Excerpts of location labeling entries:
-- -- --

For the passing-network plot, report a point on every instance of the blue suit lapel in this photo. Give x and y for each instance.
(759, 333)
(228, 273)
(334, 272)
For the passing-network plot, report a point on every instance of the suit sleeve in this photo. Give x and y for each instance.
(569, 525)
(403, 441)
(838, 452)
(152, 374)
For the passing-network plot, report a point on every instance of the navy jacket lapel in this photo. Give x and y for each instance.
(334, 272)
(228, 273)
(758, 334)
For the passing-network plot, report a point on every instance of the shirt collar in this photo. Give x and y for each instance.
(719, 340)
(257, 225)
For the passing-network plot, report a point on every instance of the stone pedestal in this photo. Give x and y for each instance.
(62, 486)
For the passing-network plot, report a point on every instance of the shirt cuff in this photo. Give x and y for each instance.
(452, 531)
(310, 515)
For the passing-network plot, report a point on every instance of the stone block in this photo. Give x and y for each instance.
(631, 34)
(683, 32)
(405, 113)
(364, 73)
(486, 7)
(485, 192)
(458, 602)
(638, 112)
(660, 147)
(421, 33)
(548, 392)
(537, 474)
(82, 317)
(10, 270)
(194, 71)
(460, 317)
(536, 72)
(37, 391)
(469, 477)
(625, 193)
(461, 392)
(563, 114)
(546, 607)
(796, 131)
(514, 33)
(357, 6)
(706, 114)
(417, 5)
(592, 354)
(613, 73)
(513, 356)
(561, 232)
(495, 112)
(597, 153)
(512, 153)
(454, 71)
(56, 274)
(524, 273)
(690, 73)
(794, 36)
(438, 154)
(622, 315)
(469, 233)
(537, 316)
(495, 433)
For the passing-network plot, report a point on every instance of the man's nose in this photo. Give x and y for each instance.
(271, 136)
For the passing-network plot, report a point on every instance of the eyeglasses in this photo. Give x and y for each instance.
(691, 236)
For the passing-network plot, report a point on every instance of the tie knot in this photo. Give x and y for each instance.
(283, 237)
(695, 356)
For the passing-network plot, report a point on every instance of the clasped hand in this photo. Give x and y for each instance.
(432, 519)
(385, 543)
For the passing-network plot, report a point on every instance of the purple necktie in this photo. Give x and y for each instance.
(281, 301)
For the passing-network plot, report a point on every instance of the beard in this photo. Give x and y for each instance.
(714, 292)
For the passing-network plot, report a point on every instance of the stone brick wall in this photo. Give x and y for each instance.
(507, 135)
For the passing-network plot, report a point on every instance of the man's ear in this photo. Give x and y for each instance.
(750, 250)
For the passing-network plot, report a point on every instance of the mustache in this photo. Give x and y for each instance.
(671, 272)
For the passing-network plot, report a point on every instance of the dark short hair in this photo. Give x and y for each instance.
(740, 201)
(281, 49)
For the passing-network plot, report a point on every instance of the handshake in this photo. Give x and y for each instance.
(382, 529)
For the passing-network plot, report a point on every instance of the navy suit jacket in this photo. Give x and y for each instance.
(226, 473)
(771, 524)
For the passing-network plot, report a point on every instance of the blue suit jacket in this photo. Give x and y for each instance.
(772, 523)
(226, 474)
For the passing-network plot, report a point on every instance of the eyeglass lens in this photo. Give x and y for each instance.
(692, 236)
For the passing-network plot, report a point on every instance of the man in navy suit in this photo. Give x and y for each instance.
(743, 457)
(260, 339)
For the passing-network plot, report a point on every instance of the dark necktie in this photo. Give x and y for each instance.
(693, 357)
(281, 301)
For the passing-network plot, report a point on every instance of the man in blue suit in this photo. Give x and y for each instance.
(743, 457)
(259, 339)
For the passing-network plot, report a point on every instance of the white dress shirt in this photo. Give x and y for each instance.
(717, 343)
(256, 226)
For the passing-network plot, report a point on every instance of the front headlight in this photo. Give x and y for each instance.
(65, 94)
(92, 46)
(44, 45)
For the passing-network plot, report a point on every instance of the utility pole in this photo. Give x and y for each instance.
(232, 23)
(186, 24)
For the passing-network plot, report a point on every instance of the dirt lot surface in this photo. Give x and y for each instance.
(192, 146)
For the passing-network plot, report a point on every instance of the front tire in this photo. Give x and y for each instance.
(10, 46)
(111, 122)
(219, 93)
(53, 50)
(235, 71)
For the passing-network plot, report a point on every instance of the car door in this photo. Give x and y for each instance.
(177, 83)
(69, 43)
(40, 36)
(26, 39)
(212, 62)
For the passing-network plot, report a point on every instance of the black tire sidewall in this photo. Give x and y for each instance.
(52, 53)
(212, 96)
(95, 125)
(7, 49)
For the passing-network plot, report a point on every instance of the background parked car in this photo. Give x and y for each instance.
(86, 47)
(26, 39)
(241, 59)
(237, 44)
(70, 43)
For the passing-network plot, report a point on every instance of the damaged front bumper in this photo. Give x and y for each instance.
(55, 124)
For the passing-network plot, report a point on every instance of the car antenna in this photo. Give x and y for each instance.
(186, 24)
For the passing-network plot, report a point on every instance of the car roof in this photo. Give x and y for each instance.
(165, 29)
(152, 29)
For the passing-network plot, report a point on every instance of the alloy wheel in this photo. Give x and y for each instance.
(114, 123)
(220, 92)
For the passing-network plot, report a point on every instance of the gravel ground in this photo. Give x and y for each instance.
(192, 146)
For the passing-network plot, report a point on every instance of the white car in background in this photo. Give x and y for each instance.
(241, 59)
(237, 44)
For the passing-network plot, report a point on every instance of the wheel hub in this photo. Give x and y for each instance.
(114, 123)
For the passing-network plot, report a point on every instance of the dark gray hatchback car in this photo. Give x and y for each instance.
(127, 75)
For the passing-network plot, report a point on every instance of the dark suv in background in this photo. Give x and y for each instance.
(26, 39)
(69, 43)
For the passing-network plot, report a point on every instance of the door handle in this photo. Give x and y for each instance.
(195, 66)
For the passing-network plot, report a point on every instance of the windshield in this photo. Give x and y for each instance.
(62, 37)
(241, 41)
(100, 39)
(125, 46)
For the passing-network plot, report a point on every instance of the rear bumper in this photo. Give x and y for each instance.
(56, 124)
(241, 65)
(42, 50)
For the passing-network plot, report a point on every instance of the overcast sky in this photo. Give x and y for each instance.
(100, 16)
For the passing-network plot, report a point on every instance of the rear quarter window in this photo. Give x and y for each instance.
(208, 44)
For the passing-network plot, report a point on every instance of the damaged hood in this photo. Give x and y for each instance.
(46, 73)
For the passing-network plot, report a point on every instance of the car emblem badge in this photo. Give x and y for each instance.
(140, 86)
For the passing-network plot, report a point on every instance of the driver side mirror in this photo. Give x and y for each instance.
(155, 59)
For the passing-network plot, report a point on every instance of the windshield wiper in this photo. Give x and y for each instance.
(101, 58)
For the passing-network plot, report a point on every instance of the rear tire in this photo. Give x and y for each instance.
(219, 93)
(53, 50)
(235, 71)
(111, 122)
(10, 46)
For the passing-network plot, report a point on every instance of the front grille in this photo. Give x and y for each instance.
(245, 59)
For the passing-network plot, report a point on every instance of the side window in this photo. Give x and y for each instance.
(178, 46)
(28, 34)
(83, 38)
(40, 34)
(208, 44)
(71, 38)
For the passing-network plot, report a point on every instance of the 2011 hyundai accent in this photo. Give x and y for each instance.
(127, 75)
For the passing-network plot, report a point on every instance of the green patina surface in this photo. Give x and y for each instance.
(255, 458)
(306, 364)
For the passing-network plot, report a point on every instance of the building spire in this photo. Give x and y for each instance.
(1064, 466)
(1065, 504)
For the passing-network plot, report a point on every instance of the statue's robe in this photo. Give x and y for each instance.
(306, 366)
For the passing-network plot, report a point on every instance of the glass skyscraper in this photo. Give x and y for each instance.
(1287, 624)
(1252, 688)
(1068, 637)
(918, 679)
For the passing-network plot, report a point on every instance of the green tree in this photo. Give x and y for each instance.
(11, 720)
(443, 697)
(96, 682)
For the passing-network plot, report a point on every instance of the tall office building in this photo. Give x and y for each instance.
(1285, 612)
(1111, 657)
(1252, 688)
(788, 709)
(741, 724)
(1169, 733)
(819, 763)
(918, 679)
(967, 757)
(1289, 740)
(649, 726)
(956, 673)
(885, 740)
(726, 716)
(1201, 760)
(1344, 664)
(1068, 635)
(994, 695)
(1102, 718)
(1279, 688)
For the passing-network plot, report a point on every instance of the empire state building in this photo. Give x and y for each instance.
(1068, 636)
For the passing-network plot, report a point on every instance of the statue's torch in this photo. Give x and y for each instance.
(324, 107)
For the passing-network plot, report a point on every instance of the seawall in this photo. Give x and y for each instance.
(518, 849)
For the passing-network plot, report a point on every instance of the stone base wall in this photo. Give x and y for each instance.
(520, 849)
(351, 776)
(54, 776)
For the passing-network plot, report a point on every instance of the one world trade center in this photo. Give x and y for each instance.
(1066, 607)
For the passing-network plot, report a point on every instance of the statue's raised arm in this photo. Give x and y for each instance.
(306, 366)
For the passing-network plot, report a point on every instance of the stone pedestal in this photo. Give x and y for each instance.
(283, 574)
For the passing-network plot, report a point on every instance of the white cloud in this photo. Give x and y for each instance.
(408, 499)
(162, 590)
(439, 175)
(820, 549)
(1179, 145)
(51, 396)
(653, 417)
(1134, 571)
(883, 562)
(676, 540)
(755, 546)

-- -- --

> Problem requirements
Can you rescale the entries from the line with "of the side" up to and including the line with "(1279, 688)"? Write out every line in that span, keeping the text lines as they are and multiplying each answer coordinate by 1.3, rounded to a whole number with halves going up.

> Completed task
For the passing-network plot, report a point on every instance of the side window in this photo. Give x and y for each instance.
(231, 60)
(36, 44)
(108, 49)
(52, 44)
(270, 57)
(92, 49)
For the passing-network plot, report a point on every instance of the 2011 hyundai accent in this photo. Give x and y for each instance.
(165, 98)
For the passing-network plot, report a point on every instance of the green patina surface in this photo. Give x and y for each instance.
(332, 595)
(398, 473)
For the passing-network plot, report a point on every instance of the building spire in this photo. Give x and y for each instance.
(1383, 606)
(1385, 655)
For the passing-network plot, report a point on every instance of the statue's robe in this photo. Give x and y for each instance.
(398, 476)
For the passing-network plot, report a point on every instance of the glass skyscraper in this photo. Give x and y for each instance.
(1673, 811)
(1628, 894)
(1388, 828)
(1193, 883)
For the passing-network plot, report a point on every instance of the green tree in this photo. Give x and y for each instance.
(14, 936)
(576, 906)
(125, 887)
For the passing-network plot, report a point on every instance of the tall office building in this photo. Give x and y for each instance.
(1671, 796)
(1444, 854)
(1628, 894)
(1024, 922)
(963, 941)
(1520, 953)
(1065, 992)
(1193, 883)
(1257, 984)
(1676, 962)
(844, 944)
(1243, 875)
(1151, 962)
(944, 931)
(1561, 988)
(1747, 863)
(1388, 826)
(1292, 904)
(1433, 933)
(1663, 894)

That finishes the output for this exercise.